#### The problem:
Search the listing below for "side". Copy each matching line.

#### Input:
****

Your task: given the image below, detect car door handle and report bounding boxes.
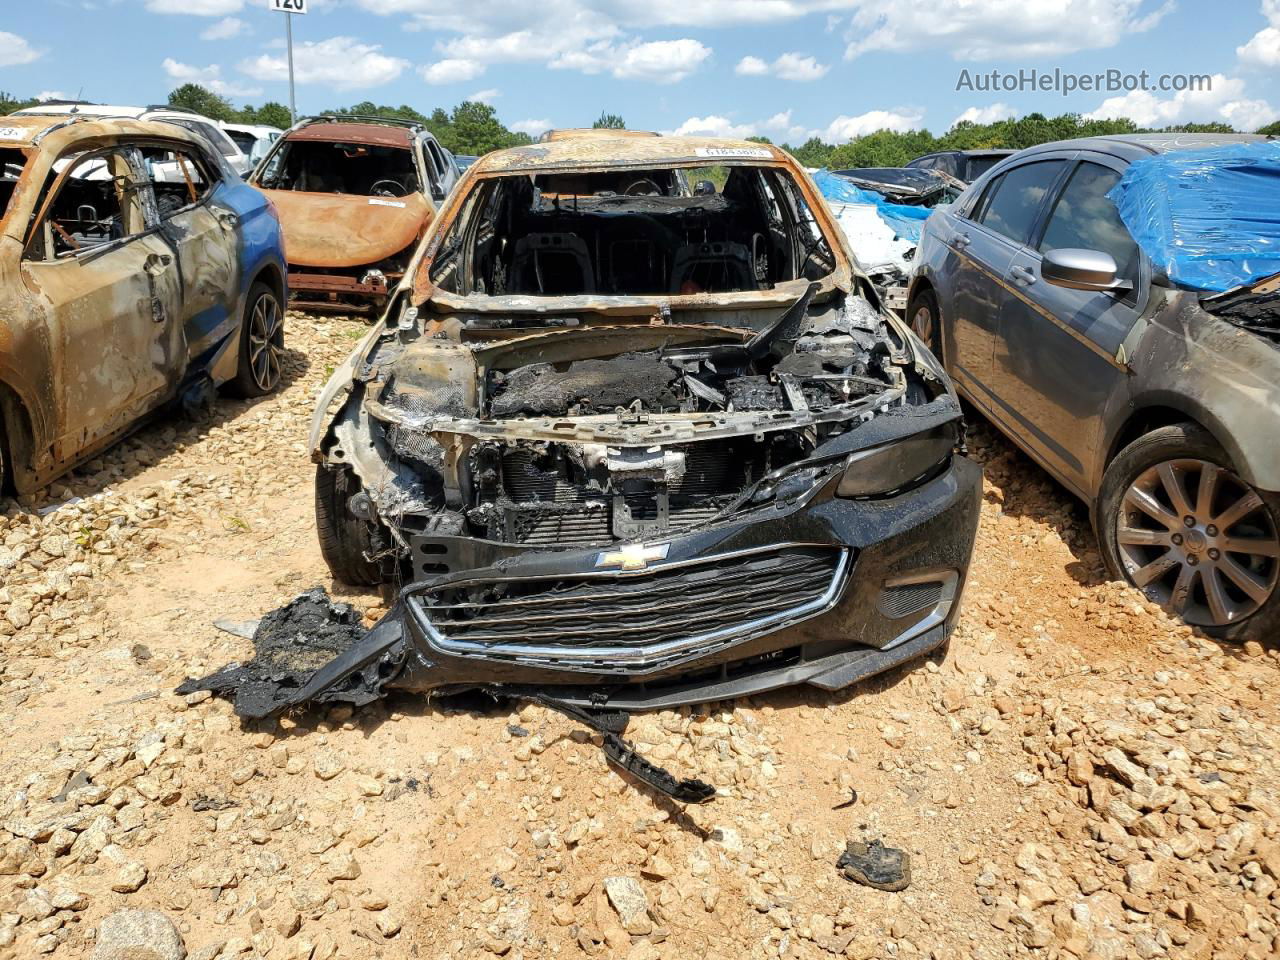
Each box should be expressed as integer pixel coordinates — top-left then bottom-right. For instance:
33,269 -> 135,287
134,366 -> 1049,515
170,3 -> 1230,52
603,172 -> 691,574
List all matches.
1010,265 -> 1037,285
144,253 -> 173,274
953,232 -> 971,249
216,211 -> 239,230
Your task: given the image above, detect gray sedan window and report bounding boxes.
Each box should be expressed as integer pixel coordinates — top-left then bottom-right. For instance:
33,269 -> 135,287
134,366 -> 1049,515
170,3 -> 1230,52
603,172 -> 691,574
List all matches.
978,160 -> 1066,245
1038,161 -> 1138,287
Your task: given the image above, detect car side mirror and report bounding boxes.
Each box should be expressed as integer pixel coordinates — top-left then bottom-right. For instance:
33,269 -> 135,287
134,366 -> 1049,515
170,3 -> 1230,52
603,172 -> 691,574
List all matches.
1041,248 -> 1133,293
693,180 -> 716,196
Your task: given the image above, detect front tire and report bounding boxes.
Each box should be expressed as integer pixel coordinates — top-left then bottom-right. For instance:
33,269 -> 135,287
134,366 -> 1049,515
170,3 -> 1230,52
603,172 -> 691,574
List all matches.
314,464 -> 393,586
1098,423 -> 1280,642
228,281 -> 285,398
908,288 -> 942,361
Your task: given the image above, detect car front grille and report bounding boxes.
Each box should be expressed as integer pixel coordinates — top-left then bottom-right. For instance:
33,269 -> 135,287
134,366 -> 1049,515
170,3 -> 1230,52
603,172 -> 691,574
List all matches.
409,544 -> 851,672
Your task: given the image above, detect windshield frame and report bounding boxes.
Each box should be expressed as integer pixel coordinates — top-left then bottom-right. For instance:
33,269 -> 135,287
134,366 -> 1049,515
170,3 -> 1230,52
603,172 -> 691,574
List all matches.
411,157 -> 853,311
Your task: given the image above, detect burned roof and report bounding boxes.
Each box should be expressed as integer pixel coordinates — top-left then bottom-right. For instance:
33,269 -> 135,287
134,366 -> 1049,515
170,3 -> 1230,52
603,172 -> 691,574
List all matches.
285,122 -> 414,149
0,114 -> 212,150
471,135 -> 787,175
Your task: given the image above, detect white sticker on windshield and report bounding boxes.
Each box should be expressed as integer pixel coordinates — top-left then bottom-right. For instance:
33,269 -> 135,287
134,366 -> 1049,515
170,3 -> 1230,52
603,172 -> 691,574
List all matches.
0,127 -> 27,141
694,147 -> 772,159
368,198 -> 407,208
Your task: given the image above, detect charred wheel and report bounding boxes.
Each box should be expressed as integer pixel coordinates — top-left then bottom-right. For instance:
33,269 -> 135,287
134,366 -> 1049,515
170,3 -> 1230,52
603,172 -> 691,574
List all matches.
1099,423 -> 1280,640
315,464 -> 395,586
229,281 -> 285,397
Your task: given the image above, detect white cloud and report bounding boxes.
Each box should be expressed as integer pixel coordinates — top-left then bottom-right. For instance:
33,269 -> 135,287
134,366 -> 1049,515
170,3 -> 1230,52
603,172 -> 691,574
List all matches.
163,57 -> 262,97
358,0 -> 846,32
511,118 -> 551,136
468,88 -> 500,103
612,39 -> 711,82
843,0 -> 1173,60
1085,73 -> 1278,131
419,58 -> 486,85
1238,0 -> 1280,67
201,17 -> 246,41
761,109 -> 812,141
666,115 -> 758,138
552,38 -> 711,84
1238,26 -> 1280,68
734,51 -> 828,81
145,0 -> 242,14
823,108 -> 925,142
35,91 -> 67,103
239,37 -> 409,91
0,31 -> 42,67
772,52 -> 828,82
951,103 -> 1017,126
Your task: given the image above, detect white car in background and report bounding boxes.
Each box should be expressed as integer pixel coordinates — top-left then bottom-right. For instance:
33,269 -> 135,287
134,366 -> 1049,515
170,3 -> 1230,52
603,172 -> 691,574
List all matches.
13,102 -> 253,178
220,122 -> 284,169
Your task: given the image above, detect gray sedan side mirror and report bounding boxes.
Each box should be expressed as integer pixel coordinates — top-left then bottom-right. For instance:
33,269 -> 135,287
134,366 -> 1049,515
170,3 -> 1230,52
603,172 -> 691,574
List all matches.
1041,248 -> 1132,293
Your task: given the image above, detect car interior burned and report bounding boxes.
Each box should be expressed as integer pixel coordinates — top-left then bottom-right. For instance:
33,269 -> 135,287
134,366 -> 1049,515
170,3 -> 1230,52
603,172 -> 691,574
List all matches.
0,149 -> 24,223
256,139 -> 420,197
429,167 -> 835,297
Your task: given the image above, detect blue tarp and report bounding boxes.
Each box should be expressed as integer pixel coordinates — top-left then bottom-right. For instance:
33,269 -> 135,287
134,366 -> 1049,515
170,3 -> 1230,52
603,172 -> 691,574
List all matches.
812,169 -> 933,244
1107,141 -> 1280,293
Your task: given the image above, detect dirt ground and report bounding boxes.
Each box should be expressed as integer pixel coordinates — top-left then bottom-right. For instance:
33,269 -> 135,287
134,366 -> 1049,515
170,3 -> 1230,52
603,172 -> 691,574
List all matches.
1,313 -> 1277,960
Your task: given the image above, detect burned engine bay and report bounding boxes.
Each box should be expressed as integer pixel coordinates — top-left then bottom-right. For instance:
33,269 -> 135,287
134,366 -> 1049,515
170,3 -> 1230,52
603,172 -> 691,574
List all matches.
325,283 -> 948,565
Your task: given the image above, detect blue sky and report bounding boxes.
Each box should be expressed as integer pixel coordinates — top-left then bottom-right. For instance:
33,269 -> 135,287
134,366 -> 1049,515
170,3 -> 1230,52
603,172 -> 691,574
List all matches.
2,1 -> 1277,139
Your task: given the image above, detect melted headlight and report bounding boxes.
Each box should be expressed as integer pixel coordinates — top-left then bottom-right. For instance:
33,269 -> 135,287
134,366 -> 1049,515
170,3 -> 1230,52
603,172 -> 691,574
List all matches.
836,427 -> 956,499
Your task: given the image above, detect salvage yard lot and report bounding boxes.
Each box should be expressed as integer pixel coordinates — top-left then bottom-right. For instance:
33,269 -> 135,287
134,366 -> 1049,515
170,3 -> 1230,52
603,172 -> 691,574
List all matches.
1,314 -> 1277,960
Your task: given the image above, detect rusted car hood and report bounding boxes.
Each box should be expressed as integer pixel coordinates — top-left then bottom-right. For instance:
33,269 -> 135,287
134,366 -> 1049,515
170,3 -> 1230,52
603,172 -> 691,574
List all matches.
263,190 -> 431,268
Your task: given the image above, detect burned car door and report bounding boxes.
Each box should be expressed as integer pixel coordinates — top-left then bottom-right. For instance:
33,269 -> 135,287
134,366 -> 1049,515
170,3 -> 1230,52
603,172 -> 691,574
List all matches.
20,146 -> 184,459
948,158 -> 1068,409
993,157 -> 1143,497
138,141 -> 238,360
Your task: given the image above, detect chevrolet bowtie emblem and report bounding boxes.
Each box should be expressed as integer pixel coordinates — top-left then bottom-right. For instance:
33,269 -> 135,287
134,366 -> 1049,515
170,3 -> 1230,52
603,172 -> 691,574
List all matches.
595,542 -> 670,571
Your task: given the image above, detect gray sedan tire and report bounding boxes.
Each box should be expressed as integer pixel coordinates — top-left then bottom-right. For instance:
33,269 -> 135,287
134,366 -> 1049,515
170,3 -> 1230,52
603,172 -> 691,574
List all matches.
907,288 -> 942,360
1098,423 -> 1280,643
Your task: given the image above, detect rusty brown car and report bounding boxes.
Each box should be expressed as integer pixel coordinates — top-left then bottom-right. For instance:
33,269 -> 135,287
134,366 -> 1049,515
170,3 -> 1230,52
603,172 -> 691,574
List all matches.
249,115 -> 459,315
0,114 -> 288,496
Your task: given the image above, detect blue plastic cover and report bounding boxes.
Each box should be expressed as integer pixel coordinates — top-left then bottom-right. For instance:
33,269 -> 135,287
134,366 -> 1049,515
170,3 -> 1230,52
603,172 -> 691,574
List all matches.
1107,141 -> 1280,293
812,169 -> 933,244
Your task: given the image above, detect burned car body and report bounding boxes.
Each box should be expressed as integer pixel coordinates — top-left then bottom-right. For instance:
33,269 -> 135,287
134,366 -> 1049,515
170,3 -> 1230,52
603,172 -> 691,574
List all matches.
250,116 -> 459,315
831,167 -> 964,208
304,135 -> 981,710
0,115 -> 286,496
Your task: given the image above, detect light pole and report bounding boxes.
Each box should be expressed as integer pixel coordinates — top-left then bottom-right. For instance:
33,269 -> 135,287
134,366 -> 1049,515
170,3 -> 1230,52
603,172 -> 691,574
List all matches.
268,0 -> 308,124
285,11 -> 296,124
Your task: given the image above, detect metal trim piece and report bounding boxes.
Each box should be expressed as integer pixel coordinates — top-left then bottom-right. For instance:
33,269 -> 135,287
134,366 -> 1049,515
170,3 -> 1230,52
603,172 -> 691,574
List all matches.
879,569 -> 959,651
409,543 -> 852,669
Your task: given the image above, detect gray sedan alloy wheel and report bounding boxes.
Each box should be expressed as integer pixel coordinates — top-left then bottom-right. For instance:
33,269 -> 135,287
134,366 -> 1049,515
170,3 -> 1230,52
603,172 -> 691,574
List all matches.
1116,458 -> 1280,627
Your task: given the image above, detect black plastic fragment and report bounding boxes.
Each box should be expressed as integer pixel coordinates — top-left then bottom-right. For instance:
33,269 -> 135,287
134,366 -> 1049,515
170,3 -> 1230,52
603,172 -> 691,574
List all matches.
837,839 -> 911,891
485,687 -> 717,805
177,588 -> 404,719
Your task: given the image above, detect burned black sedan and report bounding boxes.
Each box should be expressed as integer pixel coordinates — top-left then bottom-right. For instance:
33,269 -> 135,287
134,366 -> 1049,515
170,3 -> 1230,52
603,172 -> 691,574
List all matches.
301,135 -> 981,713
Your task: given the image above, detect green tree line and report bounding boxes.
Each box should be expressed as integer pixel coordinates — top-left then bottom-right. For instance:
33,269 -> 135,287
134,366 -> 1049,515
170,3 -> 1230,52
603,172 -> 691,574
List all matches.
5,86 -> 1278,164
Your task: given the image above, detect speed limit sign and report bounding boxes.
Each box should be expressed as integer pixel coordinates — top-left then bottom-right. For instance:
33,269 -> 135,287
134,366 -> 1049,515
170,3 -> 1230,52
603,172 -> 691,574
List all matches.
269,0 -> 307,13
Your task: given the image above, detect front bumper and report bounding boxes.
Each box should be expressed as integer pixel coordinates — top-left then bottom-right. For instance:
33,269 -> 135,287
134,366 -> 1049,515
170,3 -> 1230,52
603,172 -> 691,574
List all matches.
378,453 -> 981,709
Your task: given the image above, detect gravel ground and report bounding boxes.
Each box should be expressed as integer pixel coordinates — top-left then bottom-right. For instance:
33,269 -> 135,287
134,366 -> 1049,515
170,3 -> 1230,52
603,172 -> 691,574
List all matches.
0,313 -> 1277,960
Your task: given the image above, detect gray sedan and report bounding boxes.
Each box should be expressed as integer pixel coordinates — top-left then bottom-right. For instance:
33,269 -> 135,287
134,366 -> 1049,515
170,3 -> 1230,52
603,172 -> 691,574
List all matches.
907,133 -> 1280,641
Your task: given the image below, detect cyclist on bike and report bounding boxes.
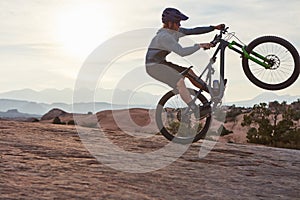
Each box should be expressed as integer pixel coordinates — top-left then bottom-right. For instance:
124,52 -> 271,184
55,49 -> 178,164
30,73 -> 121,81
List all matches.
146,7 -> 224,116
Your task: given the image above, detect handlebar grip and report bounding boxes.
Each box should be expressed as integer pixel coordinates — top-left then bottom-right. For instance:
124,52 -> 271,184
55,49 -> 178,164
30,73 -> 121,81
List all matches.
220,24 -> 226,30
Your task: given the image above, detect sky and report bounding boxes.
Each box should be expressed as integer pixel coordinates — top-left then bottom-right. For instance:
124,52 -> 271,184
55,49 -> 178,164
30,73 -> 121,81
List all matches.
0,0 -> 299,103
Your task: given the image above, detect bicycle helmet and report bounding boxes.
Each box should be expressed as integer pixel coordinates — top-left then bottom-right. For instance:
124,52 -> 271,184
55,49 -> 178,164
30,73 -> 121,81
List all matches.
162,8 -> 188,24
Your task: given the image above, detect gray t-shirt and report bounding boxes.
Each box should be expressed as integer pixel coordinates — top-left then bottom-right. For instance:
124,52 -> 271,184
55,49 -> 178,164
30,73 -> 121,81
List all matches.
146,26 -> 214,64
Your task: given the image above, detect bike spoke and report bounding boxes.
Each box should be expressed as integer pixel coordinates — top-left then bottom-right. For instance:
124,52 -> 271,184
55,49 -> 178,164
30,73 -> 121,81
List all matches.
248,41 -> 295,85
156,89 -> 211,142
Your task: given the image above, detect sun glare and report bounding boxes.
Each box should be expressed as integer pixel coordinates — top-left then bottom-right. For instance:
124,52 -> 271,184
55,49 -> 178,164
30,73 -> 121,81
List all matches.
56,4 -> 113,60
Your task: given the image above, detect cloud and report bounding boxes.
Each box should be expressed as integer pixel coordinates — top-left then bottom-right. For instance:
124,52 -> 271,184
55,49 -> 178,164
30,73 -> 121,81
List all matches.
0,43 -> 60,55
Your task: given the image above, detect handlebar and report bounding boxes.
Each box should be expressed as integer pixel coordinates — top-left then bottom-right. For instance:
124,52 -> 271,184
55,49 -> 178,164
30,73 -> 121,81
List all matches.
210,26 -> 229,46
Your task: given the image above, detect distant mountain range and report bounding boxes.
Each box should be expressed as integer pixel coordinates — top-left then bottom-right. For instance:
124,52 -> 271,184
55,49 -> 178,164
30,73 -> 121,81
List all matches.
225,92 -> 300,107
0,109 -> 41,119
0,99 -> 153,115
0,89 -> 299,115
0,88 -> 161,105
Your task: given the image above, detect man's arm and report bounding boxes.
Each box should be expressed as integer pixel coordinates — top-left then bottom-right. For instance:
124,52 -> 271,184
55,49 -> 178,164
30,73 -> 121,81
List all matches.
160,34 -> 200,57
179,26 -> 215,35
179,24 -> 225,35
159,34 -> 213,57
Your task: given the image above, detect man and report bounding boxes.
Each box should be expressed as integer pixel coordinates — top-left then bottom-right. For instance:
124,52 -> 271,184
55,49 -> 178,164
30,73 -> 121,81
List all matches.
145,7 -> 224,116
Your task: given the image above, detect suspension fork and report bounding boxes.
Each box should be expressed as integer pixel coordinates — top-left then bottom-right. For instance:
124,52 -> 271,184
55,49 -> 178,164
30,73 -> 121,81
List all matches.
228,41 -> 271,69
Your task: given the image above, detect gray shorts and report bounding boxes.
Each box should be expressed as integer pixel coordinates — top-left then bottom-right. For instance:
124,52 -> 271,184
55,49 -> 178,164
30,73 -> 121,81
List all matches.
146,61 -> 187,88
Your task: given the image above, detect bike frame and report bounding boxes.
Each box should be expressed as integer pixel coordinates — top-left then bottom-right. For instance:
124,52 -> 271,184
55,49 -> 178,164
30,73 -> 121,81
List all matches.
193,29 -> 272,108
195,38 -> 230,107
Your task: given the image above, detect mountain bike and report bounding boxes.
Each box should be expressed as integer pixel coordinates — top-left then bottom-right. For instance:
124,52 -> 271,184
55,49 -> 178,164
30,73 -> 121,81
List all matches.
155,26 -> 300,144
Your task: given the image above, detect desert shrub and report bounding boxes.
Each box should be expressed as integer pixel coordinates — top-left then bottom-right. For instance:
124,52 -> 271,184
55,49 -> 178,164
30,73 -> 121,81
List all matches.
32,118 -> 40,122
53,117 -> 62,124
213,108 -> 227,122
67,120 -> 76,125
246,127 -> 259,143
219,125 -> 233,136
272,129 -> 300,150
243,101 -> 300,149
167,121 -> 180,134
207,125 -> 233,137
226,107 -> 243,122
27,118 -> 39,122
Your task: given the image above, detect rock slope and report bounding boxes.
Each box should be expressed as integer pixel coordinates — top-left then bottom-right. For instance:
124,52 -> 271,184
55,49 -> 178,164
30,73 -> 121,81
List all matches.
0,120 -> 299,199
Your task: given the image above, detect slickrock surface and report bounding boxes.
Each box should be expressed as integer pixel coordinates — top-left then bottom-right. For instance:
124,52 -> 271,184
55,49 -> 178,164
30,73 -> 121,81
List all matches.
0,120 -> 299,199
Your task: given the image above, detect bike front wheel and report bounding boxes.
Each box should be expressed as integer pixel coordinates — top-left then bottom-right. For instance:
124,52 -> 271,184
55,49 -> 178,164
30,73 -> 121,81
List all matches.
155,88 -> 212,144
242,36 -> 300,90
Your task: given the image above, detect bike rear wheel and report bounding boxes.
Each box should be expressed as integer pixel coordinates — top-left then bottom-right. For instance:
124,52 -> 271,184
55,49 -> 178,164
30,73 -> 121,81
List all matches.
155,88 -> 211,144
242,36 -> 300,90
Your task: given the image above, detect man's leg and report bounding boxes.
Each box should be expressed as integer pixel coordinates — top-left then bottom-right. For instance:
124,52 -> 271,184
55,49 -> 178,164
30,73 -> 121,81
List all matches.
187,69 -> 227,93
176,78 -> 192,104
186,70 -> 209,93
176,78 -> 199,118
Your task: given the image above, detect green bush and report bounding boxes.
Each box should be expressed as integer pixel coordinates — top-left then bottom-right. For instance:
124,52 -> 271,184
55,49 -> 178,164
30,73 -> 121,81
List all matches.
242,101 -> 300,149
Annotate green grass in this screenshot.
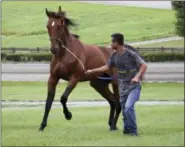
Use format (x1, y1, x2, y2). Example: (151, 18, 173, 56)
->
(135, 39, 185, 48)
(2, 81, 184, 101)
(2, 105, 184, 146)
(2, 1, 176, 48)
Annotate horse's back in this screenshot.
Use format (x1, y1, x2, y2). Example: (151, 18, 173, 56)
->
(84, 44, 113, 59)
(98, 46, 114, 59)
(83, 44, 113, 69)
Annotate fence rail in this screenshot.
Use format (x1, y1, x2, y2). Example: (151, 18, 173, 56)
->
(1, 47, 184, 53)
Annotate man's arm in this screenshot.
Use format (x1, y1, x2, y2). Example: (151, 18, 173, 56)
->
(135, 63, 147, 79)
(85, 52, 116, 75)
(85, 65, 109, 75)
(131, 52, 147, 82)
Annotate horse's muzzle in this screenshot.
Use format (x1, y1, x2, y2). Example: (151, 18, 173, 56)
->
(50, 48, 58, 55)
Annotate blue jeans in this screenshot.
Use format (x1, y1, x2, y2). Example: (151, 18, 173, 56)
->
(119, 81, 141, 134)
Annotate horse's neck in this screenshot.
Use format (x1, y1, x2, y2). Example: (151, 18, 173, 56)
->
(58, 33, 80, 58)
(66, 34, 73, 46)
(66, 33, 86, 63)
(66, 33, 83, 50)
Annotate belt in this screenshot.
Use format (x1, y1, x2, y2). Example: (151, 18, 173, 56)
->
(118, 68, 136, 74)
(118, 68, 137, 79)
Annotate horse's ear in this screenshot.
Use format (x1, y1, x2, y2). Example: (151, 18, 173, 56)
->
(45, 8, 50, 17)
(58, 6, 62, 13)
(62, 11, 66, 17)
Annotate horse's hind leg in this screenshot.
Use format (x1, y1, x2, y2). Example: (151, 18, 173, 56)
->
(39, 75, 59, 131)
(111, 83, 121, 130)
(90, 79, 117, 131)
(110, 68, 121, 130)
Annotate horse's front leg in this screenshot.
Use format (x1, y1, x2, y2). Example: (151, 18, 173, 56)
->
(39, 75, 59, 131)
(60, 75, 79, 120)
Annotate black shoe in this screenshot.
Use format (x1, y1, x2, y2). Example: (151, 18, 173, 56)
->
(123, 130, 129, 134)
(129, 132, 138, 136)
(123, 130, 138, 136)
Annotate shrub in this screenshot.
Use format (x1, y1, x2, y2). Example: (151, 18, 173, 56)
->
(171, 1, 185, 37)
(1, 52, 184, 62)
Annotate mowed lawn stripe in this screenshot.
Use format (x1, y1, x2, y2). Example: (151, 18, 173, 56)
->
(2, 1, 176, 47)
(2, 105, 184, 146)
(2, 81, 184, 101)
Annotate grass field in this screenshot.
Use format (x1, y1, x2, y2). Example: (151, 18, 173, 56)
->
(2, 81, 184, 101)
(2, 105, 184, 146)
(2, 1, 176, 48)
(135, 39, 184, 48)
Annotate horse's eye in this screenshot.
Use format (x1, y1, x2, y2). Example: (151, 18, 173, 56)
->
(57, 26, 60, 30)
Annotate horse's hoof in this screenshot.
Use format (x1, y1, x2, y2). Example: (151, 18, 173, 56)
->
(39, 127, 44, 131)
(64, 111, 72, 120)
(39, 124, 46, 131)
(109, 126, 118, 131)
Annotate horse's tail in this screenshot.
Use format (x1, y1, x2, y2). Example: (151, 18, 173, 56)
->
(124, 44, 138, 53)
(124, 44, 144, 60)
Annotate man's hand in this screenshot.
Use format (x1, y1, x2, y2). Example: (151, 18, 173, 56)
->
(85, 69, 94, 75)
(131, 63, 147, 83)
(131, 76, 139, 83)
(85, 65, 109, 76)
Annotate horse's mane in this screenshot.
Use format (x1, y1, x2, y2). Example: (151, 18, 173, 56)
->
(47, 10, 77, 29)
(72, 34, 80, 39)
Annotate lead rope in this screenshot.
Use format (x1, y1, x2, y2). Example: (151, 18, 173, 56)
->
(60, 41, 113, 80)
(61, 43, 86, 71)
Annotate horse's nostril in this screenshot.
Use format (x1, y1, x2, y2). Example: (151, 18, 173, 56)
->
(50, 48, 57, 54)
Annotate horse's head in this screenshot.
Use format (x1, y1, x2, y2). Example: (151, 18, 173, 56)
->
(45, 6, 76, 55)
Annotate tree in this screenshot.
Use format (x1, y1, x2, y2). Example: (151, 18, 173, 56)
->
(171, 1, 185, 37)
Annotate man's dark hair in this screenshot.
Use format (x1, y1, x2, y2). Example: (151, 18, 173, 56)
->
(111, 33, 124, 45)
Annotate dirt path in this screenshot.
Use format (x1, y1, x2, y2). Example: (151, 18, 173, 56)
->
(2, 62, 184, 82)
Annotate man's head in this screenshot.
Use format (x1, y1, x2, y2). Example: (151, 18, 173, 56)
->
(111, 33, 124, 50)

****

#### Solution for this exercise:
Your task: given the image above, detect car side mirror and report bounding boxes.
Your task: given the image above, detect gray sedan side mirror and report bounding boxes.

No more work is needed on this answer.